-- Begin Material for this task --

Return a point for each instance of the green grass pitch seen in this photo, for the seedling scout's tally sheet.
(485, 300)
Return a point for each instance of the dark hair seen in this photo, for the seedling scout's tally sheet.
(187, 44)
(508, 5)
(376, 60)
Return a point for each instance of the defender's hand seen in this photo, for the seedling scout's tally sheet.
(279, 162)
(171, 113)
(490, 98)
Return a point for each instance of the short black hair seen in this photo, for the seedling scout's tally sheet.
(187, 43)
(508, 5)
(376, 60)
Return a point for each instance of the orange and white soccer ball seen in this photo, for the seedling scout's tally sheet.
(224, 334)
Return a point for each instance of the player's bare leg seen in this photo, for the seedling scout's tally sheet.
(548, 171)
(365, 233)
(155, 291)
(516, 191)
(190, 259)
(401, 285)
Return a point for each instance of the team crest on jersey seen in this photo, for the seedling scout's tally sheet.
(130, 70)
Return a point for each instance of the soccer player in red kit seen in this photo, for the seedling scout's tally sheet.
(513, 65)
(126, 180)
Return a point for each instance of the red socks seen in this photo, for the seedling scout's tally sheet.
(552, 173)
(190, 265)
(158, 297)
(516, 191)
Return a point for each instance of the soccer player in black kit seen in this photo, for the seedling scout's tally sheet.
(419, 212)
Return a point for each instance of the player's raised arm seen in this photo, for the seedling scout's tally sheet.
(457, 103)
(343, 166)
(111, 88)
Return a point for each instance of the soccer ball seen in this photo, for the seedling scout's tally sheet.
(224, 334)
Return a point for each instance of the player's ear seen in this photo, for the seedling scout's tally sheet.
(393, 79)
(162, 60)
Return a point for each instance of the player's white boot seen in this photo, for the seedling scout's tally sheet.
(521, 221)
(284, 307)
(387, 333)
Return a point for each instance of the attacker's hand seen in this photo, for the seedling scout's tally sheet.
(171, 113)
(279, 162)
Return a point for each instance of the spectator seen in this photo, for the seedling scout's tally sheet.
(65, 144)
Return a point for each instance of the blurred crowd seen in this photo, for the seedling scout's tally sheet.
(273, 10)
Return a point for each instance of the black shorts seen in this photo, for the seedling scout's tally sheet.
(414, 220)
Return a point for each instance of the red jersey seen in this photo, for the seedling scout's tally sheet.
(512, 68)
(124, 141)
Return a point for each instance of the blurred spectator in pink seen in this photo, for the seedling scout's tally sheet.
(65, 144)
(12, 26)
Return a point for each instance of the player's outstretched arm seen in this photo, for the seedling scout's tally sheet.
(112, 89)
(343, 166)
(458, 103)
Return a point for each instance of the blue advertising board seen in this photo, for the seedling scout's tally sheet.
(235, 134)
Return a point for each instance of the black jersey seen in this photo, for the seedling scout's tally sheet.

-- End Material for this task --

Reproduce the data verbatim, starting at the line that contains "Return a point for each instance of the blue" and continuing through the final line of the data.

Return a point for each instance of the blue advertising board seen in this photo, for the seedling scout's tally sheet.
(235, 134)
Return a point for each instance of the black jersey seen in this photo, for the seedling scout's tally sheet.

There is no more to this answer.